■ **DATA PROVIDED**
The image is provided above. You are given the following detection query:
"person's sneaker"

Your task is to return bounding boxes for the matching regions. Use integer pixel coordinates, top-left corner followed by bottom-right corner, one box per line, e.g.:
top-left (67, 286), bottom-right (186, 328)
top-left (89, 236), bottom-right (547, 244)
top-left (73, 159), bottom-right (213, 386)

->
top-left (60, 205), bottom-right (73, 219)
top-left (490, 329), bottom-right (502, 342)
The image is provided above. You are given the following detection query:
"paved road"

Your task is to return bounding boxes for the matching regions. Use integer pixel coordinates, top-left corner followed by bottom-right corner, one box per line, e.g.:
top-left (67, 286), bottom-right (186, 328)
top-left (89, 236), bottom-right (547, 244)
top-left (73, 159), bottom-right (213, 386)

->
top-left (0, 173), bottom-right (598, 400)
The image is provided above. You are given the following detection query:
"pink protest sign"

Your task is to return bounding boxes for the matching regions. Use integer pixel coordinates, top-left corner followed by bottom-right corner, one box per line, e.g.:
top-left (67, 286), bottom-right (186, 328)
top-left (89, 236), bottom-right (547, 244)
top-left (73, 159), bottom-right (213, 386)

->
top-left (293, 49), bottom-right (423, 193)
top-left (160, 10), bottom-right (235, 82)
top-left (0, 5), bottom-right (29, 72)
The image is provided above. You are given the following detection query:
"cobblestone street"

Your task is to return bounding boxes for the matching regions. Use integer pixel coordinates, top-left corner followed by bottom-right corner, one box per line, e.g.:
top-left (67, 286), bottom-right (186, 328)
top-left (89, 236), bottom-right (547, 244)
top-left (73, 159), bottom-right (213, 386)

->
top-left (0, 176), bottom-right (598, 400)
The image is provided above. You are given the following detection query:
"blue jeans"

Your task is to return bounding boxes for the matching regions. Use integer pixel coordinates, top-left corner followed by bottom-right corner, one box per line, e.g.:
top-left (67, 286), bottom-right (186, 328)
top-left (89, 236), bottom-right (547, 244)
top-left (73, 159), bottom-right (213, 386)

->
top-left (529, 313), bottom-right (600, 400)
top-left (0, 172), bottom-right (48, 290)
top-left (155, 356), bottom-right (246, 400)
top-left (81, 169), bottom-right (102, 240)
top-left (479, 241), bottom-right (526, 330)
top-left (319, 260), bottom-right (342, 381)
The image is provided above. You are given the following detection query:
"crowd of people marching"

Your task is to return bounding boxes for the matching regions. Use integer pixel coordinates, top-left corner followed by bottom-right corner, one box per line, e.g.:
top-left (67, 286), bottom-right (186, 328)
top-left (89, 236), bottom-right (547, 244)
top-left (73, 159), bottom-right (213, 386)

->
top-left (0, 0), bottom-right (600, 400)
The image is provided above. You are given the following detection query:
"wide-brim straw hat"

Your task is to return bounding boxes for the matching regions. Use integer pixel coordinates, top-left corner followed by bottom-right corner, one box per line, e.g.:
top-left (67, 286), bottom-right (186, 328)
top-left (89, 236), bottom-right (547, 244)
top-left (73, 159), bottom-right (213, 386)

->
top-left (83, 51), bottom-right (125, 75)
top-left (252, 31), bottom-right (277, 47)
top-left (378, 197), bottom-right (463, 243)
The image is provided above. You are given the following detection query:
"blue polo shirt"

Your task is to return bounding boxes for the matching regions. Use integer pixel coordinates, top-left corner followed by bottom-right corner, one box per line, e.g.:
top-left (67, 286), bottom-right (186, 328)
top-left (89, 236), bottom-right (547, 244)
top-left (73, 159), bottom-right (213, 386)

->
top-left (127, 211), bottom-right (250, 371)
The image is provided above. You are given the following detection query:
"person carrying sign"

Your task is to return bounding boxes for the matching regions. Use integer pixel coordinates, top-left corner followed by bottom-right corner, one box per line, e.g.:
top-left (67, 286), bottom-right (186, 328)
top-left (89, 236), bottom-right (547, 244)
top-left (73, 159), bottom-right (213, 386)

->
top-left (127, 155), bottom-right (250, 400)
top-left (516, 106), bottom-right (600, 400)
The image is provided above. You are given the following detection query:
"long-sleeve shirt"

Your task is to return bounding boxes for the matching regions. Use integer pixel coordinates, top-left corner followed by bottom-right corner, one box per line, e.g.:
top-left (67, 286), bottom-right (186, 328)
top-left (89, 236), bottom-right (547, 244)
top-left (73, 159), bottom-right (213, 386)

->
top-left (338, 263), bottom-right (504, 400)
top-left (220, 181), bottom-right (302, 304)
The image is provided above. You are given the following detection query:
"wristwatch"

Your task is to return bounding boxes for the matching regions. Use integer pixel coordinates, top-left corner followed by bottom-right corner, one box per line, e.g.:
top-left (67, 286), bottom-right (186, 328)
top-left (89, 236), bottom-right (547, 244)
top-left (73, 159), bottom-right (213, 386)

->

■ **WHAT IS EXPECTED**
Please copy out the entire listing above, line for line, without changing a word.

■ **EXPECTED ANSWER**
The image is provided above. You are given the following detection query:
"person's sneaker"

Your task is to return bounding boxes for the matching regions. Use integer pixel coordinates, top-left corner followed by bottom-right corner, one box per line, e.g.:
top-left (67, 286), bottom-right (186, 328)
top-left (89, 236), bottom-right (547, 244)
top-left (73, 159), bottom-right (213, 386)

->
top-left (60, 205), bottom-right (73, 219)
top-left (490, 329), bottom-right (502, 342)
The image is provided above. You are given the following detection query:
"paved road"

Your task is to return bounding boxes for the matching regions. Use integer pixel coordinates, top-left corner followed by bottom-right corner, one box per line, e.g.:
top-left (67, 286), bottom-right (186, 328)
top-left (89, 236), bottom-right (547, 244)
top-left (73, 159), bottom-right (213, 386)

->
top-left (0, 173), bottom-right (598, 400)
The image is provided above. You are given the following detection query:
"pink protest sign"

Your task is to return bounding boxes for the matching regions. Use integer pixel coordinates, top-left corner followed by bottom-right corner, one box per line, e.g.:
top-left (67, 286), bottom-right (186, 328)
top-left (89, 236), bottom-right (547, 244)
top-left (73, 159), bottom-right (213, 386)

->
top-left (293, 49), bottom-right (423, 193)
top-left (160, 10), bottom-right (235, 82)
top-left (0, 5), bottom-right (29, 72)
The image is provided above. You are given the following detection query:
"cobblestone street"

Your task is to return bounding boxes for the matching regions. Use integer pixel coordinates, top-left corner followed by bottom-right corner, one box per line, e.g.:
top-left (67, 286), bottom-right (186, 328)
top-left (89, 236), bottom-right (547, 244)
top-left (73, 159), bottom-right (213, 386)

->
top-left (0, 176), bottom-right (598, 400)
The image is provided above. You are given the following detection query:
"blue jeans"

Your task is to return bounding boxes for the matching regions. Use integer pixel coordinates, top-left corner followed by bottom-right corner, one box per line, e.g.:
top-left (67, 286), bottom-right (186, 328)
top-left (89, 236), bottom-right (547, 244)
top-left (73, 159), bottom-right (213, 386)

->
top-left (529, 313), bottom-right (600, 400)
top-left (0, 172), bottom-right (48, 290)
top-left (155, 356), bottom-right (246, 400)
top-left (81, 169), bottom-right (102, 240)
top-left (479, 241), bottom-right (526, 330)
top-left (319, 260), bottom-right (342, 381)
The image is provided above. You are given the following detection query:
"crowd of people marching"

Your task is to return bounding boxes for the matching regions. Use integer pixel coordinates, top-left corner followed by bottom-right corner, one box per line, e.g.:
top-left (67, 286), bottom-right (186, 328)
top-left (89, 236), bottom-right (547, 244)
top-left (73, 159), bottom-right (213, 386)

->
top-left (0, 0), bottom-right (600, 400)
The image is provided above. You are given the following detection query:
"wide-brim straw hat"

Your task is to return bounding boxes for the matching regions. Use integer pixel coordinates, top-left corner followed by bottom-right corner, one box per line, e.g.:
top-left (67, 286), bottom-right (186, 328)
top-left (89, 236), bottom-right (547, 244)
top-left (73, 159), bottom-right (213, 386)

->
top-left (83, 51), bottom-right (125, 75)
top-left (252, 31), bottom-right (277, 47)
top-left (378, 197), bottom-right (463, 243)
The image is provided above. You are given the following detection query:
"blue polo shirt"

Your task is to return bounding boxes for the matching regions. Use integer pixel coordinates, top-left corner followed by bottom-right corner, one box per line, e.g.:
top-left (67, 286), bottom-right (186, 328)
top-left (89, 236), bottom-right (547, 244)
top-left (73, 159), bottom-right (213, 386)

->
top-left (127, 211), bottom-right (250, 371)
The image is provided above. You are given the following detection query:
"person carrying sign"

Your task is to return bounding boxes for the matching regions. Use integer pixel coordinates, top-left corner followed by bottom-right corner, one box per line, e.g.:
top-left (67, 286), bottom-right (186, 328)
top-left (89, 236), bottom-right (547, 244)
top-left (73, 159), bottom-right (213, 386)

->
top-left (127, 155), bottom-right (250, 400)
top-left (516, 106), bottom-right (600, 400)
The image is provided above. You are given the following detection query:
"long-sleeve shirt"

Your task is to return bounding boxes for the matching regions. Use integer pixel coordinates, top-left corner followed by bottom-right corner, one box per line, e.g.:
top-left (67, 286), bottom-right (186, 328)
top-left (89, 236), bottom-right (547, 244)
top-left (73, 159), bottom-right (213, 386)

->
top-left (338, 263), bottom-right (504, 400)
top-left (220, 181), bottom-right (302, 304)
The image is provided above. You are given the following detection query:
"wristwatch"

Your task is to return bounding boxes for the matching regions. Use integer pixel coordinates, top-left corner followed by bottom-right corner, one box per line, e.g.:
top-left (67, 286), bottom-right (186, 328)
top-left (89, 236), bottom-right (547, 244)
top-left (73, 159), bottom-right (213, 386)

->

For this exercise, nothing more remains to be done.